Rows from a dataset
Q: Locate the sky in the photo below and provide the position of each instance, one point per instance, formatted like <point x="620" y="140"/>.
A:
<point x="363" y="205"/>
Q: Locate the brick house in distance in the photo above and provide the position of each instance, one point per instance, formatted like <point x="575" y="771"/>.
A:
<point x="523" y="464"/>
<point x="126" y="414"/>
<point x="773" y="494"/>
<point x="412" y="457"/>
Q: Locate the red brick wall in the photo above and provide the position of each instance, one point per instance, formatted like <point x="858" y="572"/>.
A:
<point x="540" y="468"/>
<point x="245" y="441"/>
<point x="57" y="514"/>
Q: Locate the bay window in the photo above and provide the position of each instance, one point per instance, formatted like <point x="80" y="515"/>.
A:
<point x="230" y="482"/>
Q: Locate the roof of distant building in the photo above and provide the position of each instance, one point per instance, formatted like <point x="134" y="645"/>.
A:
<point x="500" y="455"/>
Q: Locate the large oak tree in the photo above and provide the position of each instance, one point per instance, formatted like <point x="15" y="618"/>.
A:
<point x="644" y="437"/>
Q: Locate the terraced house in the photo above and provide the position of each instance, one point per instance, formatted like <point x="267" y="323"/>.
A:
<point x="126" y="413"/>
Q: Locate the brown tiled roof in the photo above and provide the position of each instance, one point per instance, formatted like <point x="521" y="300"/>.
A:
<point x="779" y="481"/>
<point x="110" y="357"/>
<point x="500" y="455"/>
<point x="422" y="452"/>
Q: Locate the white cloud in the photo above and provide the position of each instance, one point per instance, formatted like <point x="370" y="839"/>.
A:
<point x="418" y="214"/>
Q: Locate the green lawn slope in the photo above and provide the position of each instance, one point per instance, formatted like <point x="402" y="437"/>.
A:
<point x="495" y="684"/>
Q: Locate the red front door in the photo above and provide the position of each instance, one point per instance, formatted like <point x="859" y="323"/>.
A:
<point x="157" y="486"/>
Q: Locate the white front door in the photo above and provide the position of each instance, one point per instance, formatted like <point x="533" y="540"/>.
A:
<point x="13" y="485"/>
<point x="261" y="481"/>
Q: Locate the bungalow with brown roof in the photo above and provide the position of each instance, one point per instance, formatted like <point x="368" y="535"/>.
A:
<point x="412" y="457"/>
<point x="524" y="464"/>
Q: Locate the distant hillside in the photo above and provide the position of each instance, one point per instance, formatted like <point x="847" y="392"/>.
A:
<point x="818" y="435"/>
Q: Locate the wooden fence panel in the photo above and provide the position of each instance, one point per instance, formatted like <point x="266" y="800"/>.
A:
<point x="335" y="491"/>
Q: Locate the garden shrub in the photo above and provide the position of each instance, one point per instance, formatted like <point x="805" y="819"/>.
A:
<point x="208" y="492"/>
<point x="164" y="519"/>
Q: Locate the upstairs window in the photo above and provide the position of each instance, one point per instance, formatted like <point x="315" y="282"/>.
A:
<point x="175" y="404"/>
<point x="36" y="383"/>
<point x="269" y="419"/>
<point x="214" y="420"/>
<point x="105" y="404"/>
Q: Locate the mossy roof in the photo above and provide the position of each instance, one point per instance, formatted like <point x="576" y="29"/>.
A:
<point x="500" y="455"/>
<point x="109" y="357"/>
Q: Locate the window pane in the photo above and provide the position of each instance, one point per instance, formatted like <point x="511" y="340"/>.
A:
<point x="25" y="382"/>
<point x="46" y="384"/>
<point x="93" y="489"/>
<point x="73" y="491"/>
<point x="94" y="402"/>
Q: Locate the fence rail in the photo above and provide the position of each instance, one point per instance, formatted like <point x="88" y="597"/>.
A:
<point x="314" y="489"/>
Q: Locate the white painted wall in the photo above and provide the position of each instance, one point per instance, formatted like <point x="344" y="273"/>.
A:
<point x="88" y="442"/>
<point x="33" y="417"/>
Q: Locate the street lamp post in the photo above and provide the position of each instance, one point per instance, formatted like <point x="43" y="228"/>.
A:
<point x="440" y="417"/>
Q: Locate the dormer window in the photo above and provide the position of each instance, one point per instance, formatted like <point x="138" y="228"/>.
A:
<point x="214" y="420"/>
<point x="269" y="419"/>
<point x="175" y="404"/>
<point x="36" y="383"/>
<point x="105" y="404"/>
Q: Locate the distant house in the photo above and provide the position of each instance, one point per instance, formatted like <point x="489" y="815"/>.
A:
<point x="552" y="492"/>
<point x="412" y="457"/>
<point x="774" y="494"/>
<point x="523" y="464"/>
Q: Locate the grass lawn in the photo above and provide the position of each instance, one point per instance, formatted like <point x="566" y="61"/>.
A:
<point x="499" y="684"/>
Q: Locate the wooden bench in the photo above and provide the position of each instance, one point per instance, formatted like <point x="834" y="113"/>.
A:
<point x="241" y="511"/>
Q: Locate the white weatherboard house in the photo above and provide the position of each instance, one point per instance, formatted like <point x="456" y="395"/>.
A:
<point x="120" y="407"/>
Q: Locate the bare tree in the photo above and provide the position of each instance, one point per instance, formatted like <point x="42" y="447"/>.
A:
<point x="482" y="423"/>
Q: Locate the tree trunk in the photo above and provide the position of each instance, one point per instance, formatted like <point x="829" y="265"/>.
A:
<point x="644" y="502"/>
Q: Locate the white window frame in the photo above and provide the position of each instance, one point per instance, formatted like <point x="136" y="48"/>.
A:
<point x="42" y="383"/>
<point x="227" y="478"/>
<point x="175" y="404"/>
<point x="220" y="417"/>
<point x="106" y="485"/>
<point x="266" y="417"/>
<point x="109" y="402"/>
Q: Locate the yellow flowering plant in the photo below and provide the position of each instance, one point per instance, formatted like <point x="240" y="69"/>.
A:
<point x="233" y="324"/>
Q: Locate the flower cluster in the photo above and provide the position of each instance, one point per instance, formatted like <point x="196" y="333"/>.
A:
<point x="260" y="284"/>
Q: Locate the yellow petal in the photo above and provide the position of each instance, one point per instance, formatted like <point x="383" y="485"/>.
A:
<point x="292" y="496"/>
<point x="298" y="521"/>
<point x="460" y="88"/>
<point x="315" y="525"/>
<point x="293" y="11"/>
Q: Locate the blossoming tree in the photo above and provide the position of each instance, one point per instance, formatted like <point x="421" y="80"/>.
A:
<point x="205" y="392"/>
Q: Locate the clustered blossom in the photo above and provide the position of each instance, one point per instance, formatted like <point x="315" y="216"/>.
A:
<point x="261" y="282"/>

THE TASK: Rewrite every line from the one containing "Q: Locate the wooden bench" through the end of the records, both ends included. Rescale only the point coordinates in the answers by multiplying each by 0.95 and rounding to whole numbers, halves up.

TASK ANSWER:
Q: Locate the wooden bench in the photo above and provide the position of each instance, one point per instance, formatted like <point x="834" y="113"/>.
A:
<point x="229" y="485"/>
Q: Locate the white weatherboard house in the photo above and provide the position of each instance, one point per instance, formatted like <point x="456" y="395"/>.
A:
<point x="114" y="387"/>
Q: Locate the bare tree in the photo above and provide the position of each instance, one point per instance, formatted like <point x="42" y="447"/>.
A:
<point x="458" y="402"/>
Q: Locate the tree trunk in the photo above and provide the position of each instance, one point per instance, formatted like <point x="829" y="265"/>.
A:
<point x="612" y="477"/>
Q: Locate the white window frame in the photo above and provide the position of each instance, one point per instance, formatted like <point x="136" y="48"/>.
A:
<point x="40" y="364"/>
<point x="216" y="454"/>
<point x="166" y="384"/>
<point x="209" y="396"/>
<point x="101" y="461"/>
<point x="253" y="396"/>
<point x="104" y="382"/>
Q: Locate the yellow flowering plant in the photo below and provide the position of each instance, one point per instance, formatted like <point x="240" y="69"/>.
A:
<point x="221" y="308"/>
Q: Locate the flower cluster in the photo above and provide the position of each instance, one point per instance, formatted like <point x="196" y="333"/>.
A:
<point x="247" y="270"/>
Q: Locate the yellow petal in the photo above and provide the position of each instance, one point per instance, formatted like <point x="383" y="485"/>.
A:
<point x="277" y="471"/>
<point x="283" y="495"/>
<point x="437" y="84"/>
<point x="299" y="499"/>
<point x="278" y="10"/>
Q: Locate the blossoming tree in the photo above and provide the position of each instance, one point per instance, formatted like <point x="421" y="80"/>.
A:
<point x="195" y="372"/>
Q: Locate the clustered blossom in the photo above and provide the position of each instance, one point per instance, formatted like <point x="315" y="216"/>.
A:
<point x="248" y="268"/>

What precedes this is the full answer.